▶ _What to work on_:
Output the lines of the data from the line containing "trace --target=dark sunglasses" up to and including the line containing "102L201 92L201 84L198", reproducing them character for character.

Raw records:

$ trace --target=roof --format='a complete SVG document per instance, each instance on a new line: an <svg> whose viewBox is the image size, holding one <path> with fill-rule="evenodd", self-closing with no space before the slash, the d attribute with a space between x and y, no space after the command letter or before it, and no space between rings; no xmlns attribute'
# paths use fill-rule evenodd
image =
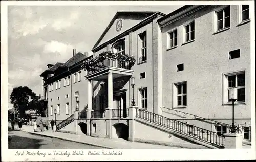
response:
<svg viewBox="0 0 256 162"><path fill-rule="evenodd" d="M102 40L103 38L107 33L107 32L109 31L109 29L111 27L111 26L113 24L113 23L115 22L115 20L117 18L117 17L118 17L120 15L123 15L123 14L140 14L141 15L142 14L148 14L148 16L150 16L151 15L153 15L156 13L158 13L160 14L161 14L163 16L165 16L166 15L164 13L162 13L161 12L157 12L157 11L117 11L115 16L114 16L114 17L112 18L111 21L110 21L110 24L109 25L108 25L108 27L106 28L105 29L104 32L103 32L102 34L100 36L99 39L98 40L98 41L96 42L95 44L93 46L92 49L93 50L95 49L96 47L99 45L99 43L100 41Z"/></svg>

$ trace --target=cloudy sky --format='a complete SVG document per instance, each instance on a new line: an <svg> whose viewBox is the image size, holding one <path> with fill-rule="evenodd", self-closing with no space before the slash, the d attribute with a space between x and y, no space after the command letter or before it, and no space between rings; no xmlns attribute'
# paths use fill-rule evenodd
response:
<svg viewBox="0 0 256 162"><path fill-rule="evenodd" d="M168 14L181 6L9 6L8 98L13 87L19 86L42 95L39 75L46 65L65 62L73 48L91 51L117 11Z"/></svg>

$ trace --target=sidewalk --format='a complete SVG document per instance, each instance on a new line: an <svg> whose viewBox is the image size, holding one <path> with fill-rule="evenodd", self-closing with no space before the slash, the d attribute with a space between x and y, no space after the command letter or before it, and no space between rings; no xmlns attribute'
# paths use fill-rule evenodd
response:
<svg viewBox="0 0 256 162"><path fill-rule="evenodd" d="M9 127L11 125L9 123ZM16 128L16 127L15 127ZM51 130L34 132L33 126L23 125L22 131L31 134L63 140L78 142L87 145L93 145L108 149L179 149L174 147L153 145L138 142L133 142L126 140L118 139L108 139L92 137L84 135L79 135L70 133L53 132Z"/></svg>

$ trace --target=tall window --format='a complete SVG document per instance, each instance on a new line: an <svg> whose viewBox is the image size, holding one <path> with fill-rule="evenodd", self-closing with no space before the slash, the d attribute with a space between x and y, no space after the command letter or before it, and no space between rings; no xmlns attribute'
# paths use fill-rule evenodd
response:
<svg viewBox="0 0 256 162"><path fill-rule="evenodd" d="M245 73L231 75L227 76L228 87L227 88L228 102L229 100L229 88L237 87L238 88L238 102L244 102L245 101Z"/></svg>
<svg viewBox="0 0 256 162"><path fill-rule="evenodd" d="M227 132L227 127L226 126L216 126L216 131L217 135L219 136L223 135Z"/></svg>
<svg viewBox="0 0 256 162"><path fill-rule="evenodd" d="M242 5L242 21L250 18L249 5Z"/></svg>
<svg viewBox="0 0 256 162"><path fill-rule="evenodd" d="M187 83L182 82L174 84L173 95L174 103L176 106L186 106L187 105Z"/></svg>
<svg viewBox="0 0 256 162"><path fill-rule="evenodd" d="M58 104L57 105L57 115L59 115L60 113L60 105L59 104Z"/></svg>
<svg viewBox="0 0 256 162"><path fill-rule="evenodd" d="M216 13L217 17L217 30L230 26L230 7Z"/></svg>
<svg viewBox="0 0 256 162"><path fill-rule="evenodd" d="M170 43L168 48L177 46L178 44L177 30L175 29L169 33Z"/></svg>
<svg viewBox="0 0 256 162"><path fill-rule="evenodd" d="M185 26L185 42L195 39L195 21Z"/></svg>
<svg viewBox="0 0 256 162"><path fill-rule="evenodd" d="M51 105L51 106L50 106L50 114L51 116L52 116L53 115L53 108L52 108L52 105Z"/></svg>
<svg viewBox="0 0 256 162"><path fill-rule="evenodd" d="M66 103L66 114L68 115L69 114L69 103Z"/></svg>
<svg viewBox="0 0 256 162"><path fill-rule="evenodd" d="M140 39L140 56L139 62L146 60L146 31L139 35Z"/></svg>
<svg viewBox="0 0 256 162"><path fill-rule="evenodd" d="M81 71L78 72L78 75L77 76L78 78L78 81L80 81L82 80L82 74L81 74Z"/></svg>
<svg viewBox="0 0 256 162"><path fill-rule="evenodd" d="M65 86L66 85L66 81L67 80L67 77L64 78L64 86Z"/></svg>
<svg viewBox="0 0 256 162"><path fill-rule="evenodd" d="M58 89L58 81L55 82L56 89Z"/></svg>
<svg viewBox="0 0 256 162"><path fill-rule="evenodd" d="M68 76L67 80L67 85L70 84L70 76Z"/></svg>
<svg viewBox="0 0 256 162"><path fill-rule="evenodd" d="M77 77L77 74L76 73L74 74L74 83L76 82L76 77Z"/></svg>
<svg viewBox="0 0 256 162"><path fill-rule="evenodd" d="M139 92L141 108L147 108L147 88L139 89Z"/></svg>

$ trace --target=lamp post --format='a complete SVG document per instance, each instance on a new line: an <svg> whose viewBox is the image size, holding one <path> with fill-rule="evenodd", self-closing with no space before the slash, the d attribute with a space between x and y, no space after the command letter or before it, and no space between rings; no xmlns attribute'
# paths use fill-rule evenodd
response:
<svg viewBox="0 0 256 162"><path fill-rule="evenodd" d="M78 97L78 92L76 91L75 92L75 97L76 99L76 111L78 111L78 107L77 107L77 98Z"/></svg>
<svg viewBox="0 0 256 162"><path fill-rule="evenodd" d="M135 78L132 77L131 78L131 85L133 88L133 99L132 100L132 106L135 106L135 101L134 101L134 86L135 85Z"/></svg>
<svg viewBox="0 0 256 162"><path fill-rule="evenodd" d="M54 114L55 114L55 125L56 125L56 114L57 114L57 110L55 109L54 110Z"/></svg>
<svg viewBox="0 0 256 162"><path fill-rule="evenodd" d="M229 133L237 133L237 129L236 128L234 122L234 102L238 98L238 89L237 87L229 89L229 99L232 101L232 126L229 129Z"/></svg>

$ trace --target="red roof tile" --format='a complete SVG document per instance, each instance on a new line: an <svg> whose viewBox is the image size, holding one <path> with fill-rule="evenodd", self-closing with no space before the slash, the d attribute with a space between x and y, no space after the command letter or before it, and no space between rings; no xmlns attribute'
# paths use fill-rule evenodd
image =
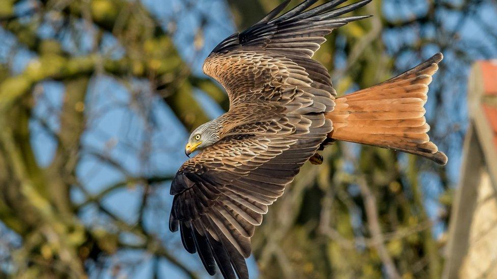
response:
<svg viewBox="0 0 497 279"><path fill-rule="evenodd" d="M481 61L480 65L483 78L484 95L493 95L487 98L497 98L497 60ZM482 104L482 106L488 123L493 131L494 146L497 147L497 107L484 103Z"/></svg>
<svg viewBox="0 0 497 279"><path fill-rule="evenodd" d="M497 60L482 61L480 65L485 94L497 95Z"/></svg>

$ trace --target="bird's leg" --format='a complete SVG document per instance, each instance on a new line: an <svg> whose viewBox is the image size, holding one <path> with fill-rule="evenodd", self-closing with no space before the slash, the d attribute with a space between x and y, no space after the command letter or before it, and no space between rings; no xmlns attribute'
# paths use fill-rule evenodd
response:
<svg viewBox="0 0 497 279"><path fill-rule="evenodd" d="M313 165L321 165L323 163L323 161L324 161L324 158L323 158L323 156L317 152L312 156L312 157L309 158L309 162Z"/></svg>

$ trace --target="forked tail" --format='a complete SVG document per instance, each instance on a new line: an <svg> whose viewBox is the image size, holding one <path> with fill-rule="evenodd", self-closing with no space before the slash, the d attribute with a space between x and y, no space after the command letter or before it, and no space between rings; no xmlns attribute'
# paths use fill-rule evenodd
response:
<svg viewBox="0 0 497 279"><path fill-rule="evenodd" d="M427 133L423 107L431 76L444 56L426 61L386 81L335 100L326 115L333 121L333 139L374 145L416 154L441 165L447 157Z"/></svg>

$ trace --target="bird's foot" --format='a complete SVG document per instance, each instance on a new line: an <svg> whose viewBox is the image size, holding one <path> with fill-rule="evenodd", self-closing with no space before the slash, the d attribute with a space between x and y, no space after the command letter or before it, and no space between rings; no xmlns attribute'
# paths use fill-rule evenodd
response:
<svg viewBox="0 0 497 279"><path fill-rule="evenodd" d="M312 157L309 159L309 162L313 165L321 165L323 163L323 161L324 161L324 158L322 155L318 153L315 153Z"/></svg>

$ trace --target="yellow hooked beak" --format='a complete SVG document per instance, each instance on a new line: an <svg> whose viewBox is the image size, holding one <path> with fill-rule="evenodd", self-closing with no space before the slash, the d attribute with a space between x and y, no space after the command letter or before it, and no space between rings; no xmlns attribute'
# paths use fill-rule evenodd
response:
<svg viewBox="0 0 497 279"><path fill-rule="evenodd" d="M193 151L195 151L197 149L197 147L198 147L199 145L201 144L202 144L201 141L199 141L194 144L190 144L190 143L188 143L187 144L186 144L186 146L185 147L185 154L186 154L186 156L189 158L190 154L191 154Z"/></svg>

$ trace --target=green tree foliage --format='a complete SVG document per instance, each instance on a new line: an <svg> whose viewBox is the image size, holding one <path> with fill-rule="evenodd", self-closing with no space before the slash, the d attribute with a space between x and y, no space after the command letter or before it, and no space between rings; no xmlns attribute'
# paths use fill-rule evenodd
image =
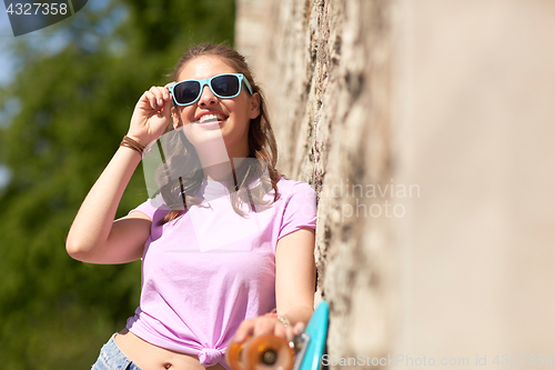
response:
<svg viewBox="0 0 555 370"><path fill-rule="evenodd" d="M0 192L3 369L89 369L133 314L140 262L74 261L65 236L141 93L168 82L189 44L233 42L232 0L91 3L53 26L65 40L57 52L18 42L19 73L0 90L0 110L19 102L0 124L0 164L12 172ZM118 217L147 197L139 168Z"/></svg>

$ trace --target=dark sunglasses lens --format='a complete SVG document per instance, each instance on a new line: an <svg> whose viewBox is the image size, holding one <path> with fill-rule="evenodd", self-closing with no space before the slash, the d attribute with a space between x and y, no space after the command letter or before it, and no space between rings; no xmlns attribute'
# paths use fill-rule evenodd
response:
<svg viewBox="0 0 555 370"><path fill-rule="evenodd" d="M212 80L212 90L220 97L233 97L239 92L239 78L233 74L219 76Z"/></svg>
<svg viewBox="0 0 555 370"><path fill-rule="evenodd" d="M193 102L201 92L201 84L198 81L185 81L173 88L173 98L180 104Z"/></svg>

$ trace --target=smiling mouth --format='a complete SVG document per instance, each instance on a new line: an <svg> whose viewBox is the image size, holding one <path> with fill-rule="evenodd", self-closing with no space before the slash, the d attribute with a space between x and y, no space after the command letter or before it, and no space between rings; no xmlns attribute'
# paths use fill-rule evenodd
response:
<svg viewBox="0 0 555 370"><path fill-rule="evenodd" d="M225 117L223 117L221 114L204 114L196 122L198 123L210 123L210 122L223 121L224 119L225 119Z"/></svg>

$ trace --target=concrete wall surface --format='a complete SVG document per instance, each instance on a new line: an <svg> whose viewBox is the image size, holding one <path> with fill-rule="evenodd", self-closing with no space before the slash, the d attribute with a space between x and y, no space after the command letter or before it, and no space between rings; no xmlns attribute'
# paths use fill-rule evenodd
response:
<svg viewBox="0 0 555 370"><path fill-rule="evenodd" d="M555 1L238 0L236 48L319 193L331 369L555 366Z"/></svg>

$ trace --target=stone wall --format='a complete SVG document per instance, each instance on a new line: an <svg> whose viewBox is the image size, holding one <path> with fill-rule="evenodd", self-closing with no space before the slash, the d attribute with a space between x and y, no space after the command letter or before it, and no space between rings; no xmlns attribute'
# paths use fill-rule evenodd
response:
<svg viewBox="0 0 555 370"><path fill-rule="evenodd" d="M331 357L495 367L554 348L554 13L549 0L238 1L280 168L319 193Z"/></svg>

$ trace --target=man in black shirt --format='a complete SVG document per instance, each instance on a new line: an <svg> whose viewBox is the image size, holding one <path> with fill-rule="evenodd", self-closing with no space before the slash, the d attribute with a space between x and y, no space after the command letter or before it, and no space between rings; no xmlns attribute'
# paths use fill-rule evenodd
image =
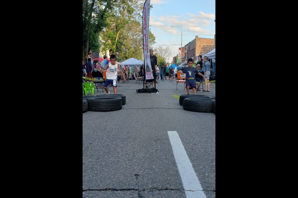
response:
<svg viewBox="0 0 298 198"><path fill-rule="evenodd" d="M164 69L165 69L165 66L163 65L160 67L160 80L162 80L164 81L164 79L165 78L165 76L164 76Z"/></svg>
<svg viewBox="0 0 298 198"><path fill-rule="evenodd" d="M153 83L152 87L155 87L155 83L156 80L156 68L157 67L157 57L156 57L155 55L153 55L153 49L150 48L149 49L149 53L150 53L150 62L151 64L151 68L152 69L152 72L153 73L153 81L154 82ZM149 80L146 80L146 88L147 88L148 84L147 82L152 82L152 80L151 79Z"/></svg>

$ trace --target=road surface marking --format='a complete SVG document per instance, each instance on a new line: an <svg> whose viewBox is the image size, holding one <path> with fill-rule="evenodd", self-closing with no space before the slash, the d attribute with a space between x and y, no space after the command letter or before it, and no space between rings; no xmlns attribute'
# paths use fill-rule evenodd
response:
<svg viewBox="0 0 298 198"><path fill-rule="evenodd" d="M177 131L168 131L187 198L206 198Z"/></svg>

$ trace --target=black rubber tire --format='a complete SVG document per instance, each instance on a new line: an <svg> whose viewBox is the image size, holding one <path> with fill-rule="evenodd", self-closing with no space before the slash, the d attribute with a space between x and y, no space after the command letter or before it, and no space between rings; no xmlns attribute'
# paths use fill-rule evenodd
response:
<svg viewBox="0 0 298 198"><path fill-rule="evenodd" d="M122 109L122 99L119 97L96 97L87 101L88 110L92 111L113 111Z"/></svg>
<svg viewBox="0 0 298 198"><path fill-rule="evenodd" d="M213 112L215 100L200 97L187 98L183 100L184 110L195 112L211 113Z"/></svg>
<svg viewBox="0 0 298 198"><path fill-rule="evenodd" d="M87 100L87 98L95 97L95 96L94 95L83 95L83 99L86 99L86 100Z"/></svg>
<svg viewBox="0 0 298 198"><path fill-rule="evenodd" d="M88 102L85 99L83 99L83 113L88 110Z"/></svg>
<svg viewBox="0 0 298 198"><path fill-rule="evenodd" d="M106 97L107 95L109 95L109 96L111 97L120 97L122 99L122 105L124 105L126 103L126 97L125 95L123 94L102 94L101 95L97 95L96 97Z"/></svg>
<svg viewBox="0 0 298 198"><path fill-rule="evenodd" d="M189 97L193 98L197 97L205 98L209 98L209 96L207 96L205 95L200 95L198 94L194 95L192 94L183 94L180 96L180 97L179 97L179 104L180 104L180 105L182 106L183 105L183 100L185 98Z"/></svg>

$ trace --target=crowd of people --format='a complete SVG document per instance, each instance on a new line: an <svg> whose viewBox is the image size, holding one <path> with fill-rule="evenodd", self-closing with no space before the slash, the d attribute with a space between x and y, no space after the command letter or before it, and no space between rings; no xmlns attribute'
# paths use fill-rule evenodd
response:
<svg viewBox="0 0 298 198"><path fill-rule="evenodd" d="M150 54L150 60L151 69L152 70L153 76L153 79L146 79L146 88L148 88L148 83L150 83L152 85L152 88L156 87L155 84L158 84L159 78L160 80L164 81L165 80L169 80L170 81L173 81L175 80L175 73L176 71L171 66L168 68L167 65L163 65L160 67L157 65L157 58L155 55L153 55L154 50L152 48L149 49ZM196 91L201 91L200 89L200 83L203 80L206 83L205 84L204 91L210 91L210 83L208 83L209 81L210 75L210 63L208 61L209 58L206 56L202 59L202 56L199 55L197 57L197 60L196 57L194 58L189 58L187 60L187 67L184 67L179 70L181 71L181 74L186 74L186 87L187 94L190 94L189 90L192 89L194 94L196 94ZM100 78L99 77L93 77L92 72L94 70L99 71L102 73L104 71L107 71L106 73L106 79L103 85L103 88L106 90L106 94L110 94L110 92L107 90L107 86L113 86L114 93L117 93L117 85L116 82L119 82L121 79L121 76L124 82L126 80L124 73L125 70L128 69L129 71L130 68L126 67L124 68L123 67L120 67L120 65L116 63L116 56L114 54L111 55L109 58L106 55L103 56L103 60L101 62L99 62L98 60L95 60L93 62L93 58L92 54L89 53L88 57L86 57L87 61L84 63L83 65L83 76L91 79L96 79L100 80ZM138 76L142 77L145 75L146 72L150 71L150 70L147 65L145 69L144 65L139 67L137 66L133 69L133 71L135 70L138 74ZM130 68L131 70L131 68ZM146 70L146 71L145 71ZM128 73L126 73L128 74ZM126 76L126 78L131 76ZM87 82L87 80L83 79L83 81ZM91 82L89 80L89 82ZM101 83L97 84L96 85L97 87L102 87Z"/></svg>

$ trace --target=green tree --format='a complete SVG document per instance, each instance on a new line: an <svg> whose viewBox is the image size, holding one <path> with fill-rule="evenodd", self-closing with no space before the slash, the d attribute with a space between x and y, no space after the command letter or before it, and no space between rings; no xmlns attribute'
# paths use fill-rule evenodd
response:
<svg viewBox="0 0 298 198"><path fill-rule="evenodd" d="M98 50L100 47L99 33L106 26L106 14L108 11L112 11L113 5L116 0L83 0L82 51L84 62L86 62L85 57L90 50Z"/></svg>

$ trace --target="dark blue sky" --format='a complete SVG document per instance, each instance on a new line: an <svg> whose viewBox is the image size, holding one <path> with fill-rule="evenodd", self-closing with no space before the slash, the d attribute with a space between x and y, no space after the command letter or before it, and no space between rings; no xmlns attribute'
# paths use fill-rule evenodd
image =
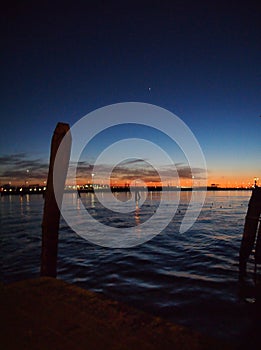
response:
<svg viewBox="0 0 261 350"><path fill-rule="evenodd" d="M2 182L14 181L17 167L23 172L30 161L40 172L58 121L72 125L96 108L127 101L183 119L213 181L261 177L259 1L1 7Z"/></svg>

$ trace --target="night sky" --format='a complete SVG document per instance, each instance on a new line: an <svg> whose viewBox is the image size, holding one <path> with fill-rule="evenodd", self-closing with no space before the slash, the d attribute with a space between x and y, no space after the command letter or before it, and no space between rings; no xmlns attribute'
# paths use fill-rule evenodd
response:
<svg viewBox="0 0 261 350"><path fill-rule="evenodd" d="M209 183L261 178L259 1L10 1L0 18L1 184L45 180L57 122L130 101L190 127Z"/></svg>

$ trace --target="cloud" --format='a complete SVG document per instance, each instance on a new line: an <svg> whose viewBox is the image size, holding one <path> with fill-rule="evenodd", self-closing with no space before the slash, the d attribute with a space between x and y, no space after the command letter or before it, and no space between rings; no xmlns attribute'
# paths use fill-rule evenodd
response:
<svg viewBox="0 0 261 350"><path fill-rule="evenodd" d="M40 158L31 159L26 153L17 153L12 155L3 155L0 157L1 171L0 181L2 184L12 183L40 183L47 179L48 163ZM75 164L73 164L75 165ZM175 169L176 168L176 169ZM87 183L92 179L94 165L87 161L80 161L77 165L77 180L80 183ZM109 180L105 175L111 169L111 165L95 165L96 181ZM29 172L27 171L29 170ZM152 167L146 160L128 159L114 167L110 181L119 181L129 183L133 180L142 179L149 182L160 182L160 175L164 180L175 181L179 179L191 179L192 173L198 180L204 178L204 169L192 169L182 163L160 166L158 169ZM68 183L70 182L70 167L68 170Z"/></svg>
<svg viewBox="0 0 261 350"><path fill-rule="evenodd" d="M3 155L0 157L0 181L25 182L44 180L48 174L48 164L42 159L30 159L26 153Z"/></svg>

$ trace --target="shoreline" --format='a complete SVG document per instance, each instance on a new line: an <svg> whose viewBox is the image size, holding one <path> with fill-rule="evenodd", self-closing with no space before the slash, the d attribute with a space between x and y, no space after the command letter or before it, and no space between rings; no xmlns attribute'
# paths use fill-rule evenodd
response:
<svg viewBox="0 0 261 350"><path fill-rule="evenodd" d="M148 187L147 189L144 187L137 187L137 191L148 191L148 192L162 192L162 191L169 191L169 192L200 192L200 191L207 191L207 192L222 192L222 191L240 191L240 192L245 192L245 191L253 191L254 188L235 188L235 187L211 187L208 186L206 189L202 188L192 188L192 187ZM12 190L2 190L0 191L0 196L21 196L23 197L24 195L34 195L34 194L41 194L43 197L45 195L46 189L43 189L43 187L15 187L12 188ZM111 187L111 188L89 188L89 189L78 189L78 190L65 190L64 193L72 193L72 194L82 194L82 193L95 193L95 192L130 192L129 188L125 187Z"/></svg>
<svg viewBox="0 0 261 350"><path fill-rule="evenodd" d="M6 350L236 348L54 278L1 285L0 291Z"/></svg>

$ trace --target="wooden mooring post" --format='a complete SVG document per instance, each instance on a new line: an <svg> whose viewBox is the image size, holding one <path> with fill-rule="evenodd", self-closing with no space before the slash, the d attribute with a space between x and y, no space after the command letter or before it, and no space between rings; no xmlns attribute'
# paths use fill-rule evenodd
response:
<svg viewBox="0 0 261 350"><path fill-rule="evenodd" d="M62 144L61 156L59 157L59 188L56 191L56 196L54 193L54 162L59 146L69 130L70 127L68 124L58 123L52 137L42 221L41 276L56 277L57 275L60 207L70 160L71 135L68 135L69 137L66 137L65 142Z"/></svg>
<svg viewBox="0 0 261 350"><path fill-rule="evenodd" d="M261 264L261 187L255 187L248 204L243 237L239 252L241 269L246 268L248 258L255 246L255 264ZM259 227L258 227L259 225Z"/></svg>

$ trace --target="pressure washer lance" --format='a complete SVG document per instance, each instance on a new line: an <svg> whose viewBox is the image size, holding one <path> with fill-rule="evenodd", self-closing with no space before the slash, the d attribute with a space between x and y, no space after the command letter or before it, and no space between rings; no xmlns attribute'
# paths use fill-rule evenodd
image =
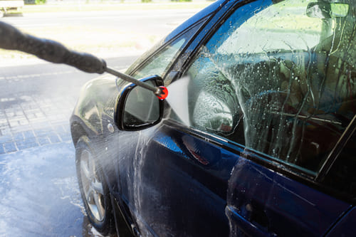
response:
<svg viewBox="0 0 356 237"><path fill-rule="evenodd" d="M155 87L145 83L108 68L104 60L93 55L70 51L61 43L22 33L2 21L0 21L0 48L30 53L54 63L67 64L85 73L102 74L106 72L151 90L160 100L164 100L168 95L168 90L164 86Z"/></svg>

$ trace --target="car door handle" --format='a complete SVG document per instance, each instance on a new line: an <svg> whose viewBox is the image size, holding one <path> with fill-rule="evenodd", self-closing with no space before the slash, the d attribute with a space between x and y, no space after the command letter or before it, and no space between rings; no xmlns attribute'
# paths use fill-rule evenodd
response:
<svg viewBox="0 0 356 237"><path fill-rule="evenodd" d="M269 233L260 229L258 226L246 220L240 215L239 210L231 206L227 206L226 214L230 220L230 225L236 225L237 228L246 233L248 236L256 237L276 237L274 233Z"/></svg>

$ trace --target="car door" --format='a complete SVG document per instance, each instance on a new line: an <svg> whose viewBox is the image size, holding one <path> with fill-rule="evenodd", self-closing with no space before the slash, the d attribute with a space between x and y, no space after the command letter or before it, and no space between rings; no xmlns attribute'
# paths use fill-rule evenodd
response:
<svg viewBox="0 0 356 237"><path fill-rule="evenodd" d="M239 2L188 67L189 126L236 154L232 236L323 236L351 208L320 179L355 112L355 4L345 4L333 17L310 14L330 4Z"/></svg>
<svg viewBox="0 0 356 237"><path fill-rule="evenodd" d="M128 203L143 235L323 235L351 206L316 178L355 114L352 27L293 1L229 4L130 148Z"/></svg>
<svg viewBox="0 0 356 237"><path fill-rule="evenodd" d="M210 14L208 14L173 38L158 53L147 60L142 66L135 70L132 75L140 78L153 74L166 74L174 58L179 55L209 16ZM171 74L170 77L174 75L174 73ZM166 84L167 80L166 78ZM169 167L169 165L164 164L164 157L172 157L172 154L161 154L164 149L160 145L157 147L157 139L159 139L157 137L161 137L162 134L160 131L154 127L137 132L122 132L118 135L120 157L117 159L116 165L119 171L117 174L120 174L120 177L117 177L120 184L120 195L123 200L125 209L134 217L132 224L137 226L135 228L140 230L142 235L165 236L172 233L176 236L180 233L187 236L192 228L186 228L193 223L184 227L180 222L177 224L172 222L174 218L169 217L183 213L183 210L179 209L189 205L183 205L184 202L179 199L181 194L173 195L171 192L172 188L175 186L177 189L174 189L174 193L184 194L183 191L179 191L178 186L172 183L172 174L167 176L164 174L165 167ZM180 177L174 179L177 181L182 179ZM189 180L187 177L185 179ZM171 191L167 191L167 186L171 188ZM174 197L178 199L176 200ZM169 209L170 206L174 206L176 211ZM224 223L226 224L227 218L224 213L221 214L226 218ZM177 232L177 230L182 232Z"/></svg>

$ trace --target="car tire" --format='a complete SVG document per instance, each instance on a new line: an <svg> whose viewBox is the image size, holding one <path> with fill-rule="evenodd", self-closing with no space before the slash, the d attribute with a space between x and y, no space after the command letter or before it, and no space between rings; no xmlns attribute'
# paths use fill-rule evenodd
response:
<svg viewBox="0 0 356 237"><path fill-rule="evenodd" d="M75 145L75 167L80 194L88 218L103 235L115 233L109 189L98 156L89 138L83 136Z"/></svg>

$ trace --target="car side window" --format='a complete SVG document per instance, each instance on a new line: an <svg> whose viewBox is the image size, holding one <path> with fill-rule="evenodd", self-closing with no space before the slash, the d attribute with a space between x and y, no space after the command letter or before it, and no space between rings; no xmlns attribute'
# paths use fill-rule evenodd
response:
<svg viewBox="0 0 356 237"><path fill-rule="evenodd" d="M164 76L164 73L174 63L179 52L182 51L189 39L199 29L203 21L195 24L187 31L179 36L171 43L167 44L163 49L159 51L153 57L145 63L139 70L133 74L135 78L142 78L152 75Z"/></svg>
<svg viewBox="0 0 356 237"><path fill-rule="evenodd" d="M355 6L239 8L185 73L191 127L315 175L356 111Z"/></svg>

▶ _Reply_:
$ trace --target=dark sunglasses lens --format='a complete SVG document per instance, each instance on a new line: an <svg> whose viewBox is the image size, holding one <path> with fill-rule="evenodd", self-closing with no space before the slash, the d attribute with a space between x and y, no space after the command letter or before it, and no space between rings; no xmlns attribute'
# paths use fill-rule evenodd
response:
<svg viewBox="0 0 555 370"><path fill-rule="evenodd" d="M212 80L212 90L220 97L233 97L239 92L239 78L233 74L219 76Z"/></svg>
<svg viewBox="0 0 555 370"><path fill-rule="evenodd" d="M193 102L201 92L201 84L198 81L185 81L173 88L173 98L180 104Z"/></svg>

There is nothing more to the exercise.